TASK TO CARRY OUT: Reproduce the records exactly through the line with "of the silver".

====== INPUT

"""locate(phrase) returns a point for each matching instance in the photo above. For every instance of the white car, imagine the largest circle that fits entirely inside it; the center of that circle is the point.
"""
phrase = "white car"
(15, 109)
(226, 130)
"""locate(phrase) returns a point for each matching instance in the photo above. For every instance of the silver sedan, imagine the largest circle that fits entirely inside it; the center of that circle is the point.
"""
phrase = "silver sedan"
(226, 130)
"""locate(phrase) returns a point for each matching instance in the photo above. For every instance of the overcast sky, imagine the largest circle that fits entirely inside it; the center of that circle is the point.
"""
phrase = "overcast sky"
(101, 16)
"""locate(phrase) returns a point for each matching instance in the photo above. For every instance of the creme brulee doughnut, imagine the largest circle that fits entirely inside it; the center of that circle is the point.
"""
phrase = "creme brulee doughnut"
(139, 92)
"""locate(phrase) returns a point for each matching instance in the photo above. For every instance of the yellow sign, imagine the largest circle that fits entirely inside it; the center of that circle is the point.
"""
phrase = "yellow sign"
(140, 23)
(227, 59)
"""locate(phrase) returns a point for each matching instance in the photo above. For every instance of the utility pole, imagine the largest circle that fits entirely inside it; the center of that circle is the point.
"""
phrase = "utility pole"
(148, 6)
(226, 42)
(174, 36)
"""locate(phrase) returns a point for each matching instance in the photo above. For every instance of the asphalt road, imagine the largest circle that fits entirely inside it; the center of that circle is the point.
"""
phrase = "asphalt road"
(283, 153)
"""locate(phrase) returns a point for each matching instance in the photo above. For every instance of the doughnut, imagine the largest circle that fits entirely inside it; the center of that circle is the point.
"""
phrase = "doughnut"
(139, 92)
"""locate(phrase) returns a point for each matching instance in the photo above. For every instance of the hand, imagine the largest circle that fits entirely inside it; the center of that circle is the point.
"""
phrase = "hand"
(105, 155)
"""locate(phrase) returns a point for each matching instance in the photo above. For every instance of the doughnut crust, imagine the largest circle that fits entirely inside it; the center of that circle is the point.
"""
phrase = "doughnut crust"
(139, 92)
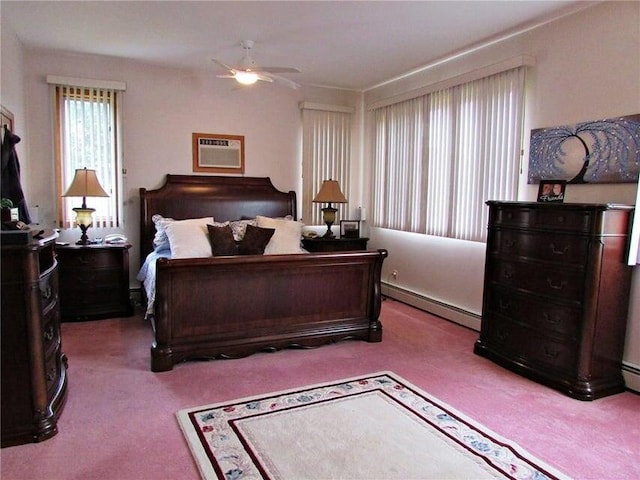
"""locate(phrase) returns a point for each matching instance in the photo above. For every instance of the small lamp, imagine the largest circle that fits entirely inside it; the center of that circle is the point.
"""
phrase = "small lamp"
(329, 193)
(85, 184)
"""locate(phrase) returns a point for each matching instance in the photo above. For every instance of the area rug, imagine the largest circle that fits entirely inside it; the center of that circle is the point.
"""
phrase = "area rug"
(378, 426)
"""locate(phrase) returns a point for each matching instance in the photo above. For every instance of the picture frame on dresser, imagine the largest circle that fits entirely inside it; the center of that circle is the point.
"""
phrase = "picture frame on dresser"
(551, 190)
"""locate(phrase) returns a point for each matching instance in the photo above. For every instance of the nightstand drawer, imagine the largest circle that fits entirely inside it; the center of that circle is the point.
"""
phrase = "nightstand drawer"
(94, 281)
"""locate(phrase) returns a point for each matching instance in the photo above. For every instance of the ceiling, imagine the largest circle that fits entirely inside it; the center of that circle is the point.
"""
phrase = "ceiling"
(347, 44)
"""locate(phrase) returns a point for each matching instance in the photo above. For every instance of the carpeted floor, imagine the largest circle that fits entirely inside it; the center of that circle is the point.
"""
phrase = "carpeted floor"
(119, 421)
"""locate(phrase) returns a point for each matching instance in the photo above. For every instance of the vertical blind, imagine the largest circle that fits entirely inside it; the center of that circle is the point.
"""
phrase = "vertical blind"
(326, 153)
(87, 137)
(440, 156)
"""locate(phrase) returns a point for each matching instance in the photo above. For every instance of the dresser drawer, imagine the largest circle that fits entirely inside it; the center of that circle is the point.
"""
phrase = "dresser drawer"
(546, 317)
(530, 347)
(567, 249)
(554, 281)
(51, 330)
(578, 221)
(48, 286)
(81, 259)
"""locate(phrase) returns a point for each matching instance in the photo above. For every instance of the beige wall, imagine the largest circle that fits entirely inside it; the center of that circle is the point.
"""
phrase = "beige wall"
(587, 68)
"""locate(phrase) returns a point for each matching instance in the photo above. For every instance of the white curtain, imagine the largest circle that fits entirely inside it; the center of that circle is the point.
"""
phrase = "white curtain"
(88, 137)
(326, 154)
(440, 156)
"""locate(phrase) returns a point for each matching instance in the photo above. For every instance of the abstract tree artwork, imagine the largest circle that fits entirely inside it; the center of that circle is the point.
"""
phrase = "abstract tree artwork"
(602, 151)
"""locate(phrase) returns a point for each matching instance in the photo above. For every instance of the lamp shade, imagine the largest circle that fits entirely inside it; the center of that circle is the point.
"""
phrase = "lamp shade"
(330, 193)
(85, 184)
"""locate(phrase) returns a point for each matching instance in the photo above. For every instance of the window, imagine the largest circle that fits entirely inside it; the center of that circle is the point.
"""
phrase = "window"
(326, 146)
(87, 135)
(440, 156)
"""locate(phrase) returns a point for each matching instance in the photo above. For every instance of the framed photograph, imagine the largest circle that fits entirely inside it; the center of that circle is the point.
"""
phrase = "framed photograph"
(350, 228)
(551, 190)
(215, 153)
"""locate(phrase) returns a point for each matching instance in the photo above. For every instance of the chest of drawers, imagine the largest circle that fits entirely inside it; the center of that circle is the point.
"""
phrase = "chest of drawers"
(34, 380)
(556, 294)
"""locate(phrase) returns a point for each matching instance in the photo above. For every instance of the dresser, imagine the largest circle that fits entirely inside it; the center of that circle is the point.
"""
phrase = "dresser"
(34, 380)
(556, 294)
(94, 281)
(342, 244)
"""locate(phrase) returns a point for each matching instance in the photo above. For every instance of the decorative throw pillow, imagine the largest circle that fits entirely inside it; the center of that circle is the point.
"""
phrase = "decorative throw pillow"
(160, 240)
(240, 226)
(287, 237)
(222, 242)
(189, 238)
(255, 240)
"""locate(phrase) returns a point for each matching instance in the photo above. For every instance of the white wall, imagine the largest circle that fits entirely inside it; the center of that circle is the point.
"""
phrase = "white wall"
(588, 68)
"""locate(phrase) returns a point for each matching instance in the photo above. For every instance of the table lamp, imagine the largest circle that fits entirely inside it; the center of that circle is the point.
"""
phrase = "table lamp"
(329, 193)
(85, 184)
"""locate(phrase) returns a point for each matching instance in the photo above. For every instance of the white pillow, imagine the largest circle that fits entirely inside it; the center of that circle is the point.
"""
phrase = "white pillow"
(189, 238)
(286, 238)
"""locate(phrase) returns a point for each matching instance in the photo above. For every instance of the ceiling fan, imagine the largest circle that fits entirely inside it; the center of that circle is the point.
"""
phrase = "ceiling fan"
(248, 72)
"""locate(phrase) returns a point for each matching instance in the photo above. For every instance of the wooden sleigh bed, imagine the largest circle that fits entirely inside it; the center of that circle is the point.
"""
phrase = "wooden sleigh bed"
(233, 306)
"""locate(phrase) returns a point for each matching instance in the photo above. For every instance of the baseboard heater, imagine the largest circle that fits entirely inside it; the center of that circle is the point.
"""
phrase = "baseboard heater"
(431, 305)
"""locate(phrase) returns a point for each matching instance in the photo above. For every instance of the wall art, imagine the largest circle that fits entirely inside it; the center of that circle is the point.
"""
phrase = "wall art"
(601, 151)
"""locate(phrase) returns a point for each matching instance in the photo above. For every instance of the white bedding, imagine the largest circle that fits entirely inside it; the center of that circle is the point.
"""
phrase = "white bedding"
(147, 275)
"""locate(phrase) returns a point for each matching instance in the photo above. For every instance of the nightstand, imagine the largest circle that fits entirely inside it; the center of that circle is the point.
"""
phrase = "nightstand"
(94, 281)
(334, 244)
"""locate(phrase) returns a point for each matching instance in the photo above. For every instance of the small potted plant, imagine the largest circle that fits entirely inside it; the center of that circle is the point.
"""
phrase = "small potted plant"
(6, 205)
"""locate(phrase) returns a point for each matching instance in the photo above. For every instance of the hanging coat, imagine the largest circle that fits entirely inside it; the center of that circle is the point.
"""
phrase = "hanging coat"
(11, 187)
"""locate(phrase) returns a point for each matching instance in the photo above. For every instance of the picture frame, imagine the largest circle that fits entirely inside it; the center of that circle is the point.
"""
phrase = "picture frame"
(218, 153)
(350, 228)
(551, 190)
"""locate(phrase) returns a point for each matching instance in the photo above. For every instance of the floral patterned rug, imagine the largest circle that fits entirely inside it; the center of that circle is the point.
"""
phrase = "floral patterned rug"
(378, 426)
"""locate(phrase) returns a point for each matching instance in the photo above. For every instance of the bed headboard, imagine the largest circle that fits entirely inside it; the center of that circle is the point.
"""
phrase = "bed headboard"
(220, 197)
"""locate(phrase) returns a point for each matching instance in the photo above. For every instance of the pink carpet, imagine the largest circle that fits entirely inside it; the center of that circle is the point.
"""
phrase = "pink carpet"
(119, 421)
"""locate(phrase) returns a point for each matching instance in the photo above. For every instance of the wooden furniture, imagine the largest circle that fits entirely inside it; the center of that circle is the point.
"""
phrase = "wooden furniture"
(224, 307)
(556, 294)
(334, 244)
(94, 281)
(34, 380)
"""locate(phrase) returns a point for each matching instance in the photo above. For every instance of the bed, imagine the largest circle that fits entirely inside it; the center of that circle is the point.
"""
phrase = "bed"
(232, 306)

============

COMPLETED EXERCISE:
"""locate(phrase) returns a point for each matching instance in the photo above. For every instance of the white car, imagine the largest circle that fits entirely inside it; the center of that circle is the point.
"""
phrase = "white car"
(15, 109)
(226, 130)
"""locate(phrase) returns a point for each matching instance in the photo above. For every instance of the silver sedan, imagine the largest circle that fits entirely inside it; the center of that circle is the point.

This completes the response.